Supplied text:
• • •

A European hamster sitting in a meadow in Austria. The species is now critically endangered according to the International Union for Conservation of Nature.
CNN  — 

“This is a year that didn’t happen,” says Craig Hilton-Taylor. Many of us may wish this was the case.

Hilton-Taylor, of the International Union for Conservation of Nature (IUCN), is referring to the “huge” gap in biodiversity data as a result of the Covid-19 pandemic. “We’ve lost lots of valuable time in terms of monitoring,” he says.

Nevertheless, on July 9 the IUCN released its latest Red List of Threatened Species, covering the changing fates of some of the 120,000 species it monitors. Over 32,000 species are currently threatened with extinction; among them, the European hamster, the North Atlantic right whale and multiple species of lemur are newly listed as critically endangered – one step away from extinction in the wild.

The Bonin pipistrelle bat, splendid poison frog, Jalpa false brook salamander and spined dwarf mantis are species now declared extinct by the IUCN, although each is classified as a “non-genuine status change,” indicating the new status is due to new information, improved knowledge or incorrect data used previously.

The European (or common) hamster “is expected to go extinct within the next 30 years” unless its situation changes, according to the IUCN. Litter sizes have dropped from 20 to five or six, while the species has disappeared from parts of France, Germany and swathes of Eastern Europe. It’s a dramatic change from the species’ last assessment in 2016, when the European hamster was listed as of “least concern,” at the lowest end of the Red List scale.

“That’s a really unusual (case),” says Hilton-Taylor, who heads the Red List unit, adding that the drop in litter size has yet to be fully explained. Industrial development, agricultural monocultures (growing a single crop on farmland), global warming and light pollution are all being investigated as potential reasons, says the report.

Whales in trouble

Elsewhere, fewer than 250 mature North Atlantic right whales are now left in existence. Rising sea temperatures related to climate change may have driven their krill food supply northwards, says Hilton-Taylor, repositioning the whales’ summer feeding ground “right in the middle of key shipping lanes” in the Gulf of St. Lawrence, off the Canadian coast. Strikes from ships, entanglement in fishing gear and a lower reproduction rate – potentially related to stress, or whales finding it harder to catch food, Hilton-Taylor posits – have caused the population to drop by approximately 15% since 2011.

A North Atlantic right whale swims with a fishing net tangled around her head December 30, 2010 off the coast off Daytona Beach, Florida.

The situation for lemurs has also deteriorated. Of the 107 lemur species still alive, all of which are native to Madagascar, 103 are now considered threatened, of which 33 are critically endangered.

• • •

Source material:
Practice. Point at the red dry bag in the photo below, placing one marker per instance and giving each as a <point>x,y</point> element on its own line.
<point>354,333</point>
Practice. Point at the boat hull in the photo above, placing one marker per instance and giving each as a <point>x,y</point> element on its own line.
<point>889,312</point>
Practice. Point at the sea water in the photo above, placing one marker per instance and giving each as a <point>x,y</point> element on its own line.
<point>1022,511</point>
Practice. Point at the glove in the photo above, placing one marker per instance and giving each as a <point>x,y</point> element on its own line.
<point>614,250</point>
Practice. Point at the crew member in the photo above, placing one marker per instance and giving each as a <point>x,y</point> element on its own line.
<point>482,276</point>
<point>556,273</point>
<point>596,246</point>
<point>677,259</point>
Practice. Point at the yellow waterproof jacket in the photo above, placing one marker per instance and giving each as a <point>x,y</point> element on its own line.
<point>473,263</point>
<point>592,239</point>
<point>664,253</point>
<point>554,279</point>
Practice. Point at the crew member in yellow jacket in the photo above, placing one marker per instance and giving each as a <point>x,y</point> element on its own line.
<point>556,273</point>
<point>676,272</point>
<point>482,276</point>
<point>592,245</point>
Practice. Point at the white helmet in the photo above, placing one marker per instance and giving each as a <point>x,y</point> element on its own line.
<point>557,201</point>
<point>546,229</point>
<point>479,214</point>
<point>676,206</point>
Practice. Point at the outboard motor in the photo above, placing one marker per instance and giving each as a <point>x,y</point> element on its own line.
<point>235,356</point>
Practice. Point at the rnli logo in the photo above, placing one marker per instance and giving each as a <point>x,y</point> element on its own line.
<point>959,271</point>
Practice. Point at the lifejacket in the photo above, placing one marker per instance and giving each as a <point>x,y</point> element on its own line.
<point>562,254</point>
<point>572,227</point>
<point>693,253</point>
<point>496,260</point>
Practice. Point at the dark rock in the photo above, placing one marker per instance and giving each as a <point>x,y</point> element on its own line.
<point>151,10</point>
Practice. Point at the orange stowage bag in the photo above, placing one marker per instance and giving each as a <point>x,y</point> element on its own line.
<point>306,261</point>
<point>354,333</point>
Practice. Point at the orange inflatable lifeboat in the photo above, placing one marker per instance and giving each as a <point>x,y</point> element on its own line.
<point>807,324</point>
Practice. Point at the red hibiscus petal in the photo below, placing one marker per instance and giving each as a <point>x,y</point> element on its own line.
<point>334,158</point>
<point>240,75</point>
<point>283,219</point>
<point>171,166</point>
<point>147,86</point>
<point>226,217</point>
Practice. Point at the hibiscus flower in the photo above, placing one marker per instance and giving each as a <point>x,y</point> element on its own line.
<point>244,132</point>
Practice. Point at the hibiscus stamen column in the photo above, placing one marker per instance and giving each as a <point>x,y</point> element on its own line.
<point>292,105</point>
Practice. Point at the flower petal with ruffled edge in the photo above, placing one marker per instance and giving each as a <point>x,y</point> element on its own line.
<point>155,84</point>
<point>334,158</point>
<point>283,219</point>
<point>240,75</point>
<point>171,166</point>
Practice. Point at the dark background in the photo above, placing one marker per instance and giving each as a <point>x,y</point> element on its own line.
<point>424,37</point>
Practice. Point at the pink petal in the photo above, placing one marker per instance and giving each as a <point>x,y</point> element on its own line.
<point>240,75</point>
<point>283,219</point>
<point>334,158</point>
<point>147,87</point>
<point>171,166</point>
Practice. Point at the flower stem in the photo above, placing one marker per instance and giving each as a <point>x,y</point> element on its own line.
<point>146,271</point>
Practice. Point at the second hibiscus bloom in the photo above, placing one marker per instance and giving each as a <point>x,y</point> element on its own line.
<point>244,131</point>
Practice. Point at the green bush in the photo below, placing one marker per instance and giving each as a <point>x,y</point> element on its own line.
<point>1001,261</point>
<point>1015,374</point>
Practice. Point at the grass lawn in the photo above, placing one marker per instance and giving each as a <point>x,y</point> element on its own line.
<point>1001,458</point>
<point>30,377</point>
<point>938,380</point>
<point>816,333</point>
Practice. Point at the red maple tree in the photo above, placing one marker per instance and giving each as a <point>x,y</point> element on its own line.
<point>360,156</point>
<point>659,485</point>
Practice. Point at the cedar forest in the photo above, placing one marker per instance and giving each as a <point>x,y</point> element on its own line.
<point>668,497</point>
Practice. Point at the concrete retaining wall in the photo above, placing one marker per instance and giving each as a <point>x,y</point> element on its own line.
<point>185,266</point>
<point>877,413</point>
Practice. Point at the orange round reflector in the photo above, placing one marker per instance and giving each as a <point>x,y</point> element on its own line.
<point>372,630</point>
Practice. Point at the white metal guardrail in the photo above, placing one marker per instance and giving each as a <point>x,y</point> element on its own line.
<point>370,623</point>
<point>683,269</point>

• • •

What this exercise asks:
[A] Reproduce the article on the IUCN Red List word for word, from "The Bonin pipistrelle" up to and including "Red List scale.".
[B] According to the article on the IUCN Red List, by about how much has the North Atlantic right whale population fallen since 2011?
[C] Write the next part of the article on the IUCN Red List, picking up after its final sentence.
The rows were taken from a separate source.

Answers to the problems:
[A]
The Bonin pipistrelle bat, splendid poison frog, Jalpa false brook salamander and spined dwarf mantis are species now declared extinct by the IUCN, although each is classified as a “non-genuine status change,” indicating the new status is due to new information, improved knowledge or incorrect data used previously.

The European (or common) hamster “is expected to go extinct within the next 30 years” unless its situation changes, according to the IUCN. Litter sizes have dropped from 20 to five or six, while the species has disappeared from parts of France, Germany and swathes of Eastern Europe. It’s a dramatic change from the species’ last assessment in 2016, when the European hamster was listed as of “least concern,” at the lowest end of the Red List scale.

[B] By approximately 15%.

[C]
Among them is the Madame Berthe’s mouse lemur, the world’s smallest primate at around nine centimeters long. “It’s been under increasing threat because of forest loss,” caused by agricultural activities and charcoal burning, says Hilton-Taylor.

Madame Berthe's mouse lemur, the world's smallest primate, lives in Madagascar.

Slash and burn farming in Madagascar has resulted in fragmented forests, he adds, leaving another critically endangered lemur species, Verreaux’s Sifaka, more vulnerable to hunting.

But the Red List also shows that some species have made a recovery in recent years, indicating that with the right conservation efforts, a dire situation need not be a terminal one. In the new report, the Walia ibex, endemic to Ethiopia, the Turks and Caicos rock iguana and the Yunnan Asian frog of China all showed genuine improvement and had their Red List status upgraded.

The Walia ibex is endemic to Ethiopia and lives in the Simien Mountains. It's a rare case of a species having its prospects upgraded in the latest IUCN update.

As a difficult year for conservation continues, eyes are already turning to 2021, when the postponed IUCN World Conservation Congress and COP-15 biodiversity conference are scheduled to take place.

“The stage will be reset, and all the learning from this year – and all the past years that have gone before us – will feed into that process, and hopefully we’ll have a new, dynamic and ambitious post-2020 strategy,” says Hilton-Taylor.

“I think that the pandemic, in a way, has been a wake-up call for many people around the world,” he adds. “People are realizing that they’ve lost a connection with nature.

“We do need a major transformation in society as to how we live, and to look at how we improve sustainability in the way we live and reduce our impacts on the planet.”